Goal of the exercise: Reproduce only the lines from the line containing "point: mosque, one" to the end of the entries below, including both of those lines.

Data excerpts:
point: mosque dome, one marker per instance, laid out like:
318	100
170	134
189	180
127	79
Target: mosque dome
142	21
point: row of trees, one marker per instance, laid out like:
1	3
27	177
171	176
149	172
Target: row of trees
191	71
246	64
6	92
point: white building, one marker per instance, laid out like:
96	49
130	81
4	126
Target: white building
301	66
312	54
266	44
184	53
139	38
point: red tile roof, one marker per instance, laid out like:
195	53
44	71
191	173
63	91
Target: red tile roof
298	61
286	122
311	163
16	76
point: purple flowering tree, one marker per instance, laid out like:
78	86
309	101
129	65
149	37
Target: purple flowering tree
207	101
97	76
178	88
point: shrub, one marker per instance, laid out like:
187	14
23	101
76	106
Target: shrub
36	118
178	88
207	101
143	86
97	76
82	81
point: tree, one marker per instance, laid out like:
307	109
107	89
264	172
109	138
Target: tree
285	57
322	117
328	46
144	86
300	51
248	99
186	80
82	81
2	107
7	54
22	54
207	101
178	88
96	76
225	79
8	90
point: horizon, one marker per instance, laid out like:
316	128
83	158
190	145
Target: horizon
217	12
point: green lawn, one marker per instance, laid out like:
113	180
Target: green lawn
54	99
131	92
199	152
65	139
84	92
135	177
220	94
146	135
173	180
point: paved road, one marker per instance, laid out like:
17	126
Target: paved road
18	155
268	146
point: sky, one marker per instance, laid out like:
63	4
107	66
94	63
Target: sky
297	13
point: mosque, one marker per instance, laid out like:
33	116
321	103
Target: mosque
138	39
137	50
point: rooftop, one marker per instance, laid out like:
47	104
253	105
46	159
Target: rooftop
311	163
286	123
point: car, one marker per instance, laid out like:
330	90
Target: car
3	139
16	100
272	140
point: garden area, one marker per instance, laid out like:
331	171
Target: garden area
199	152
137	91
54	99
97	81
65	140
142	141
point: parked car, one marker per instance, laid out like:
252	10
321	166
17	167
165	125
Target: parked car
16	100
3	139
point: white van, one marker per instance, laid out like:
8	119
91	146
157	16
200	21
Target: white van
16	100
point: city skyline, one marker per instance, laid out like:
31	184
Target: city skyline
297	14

Response to this exercise:
point: mosque, one marker per instance, laid out like:
33	116
321	103
Target: mosque
138	39
137	50
point: rooftop, one marker per instance, laid out like:
47	104
253	105
46	159
Target: rooftop
311	163
286	123
point: car, one marker per instance, laid out like:
330	90
Target: car
3	139
16	100
272	140
point: garden area, one marker per instance, laid out like:
331	171
Target: garden area
199	152
137	91
54	99
97	81
65	140
142	141
point: parked car, one marker per instance, laid out like:
252	10
321	166
17	167
165	125
Target: parked car
16	100
3	139
point: white van, one marker per instance, laid out like:
8	119
91	146
157	16
200	21
Target: white van
16	100
point: city skyline, one marker per instance, laid out like:
31	184
Target: city skyline
297	14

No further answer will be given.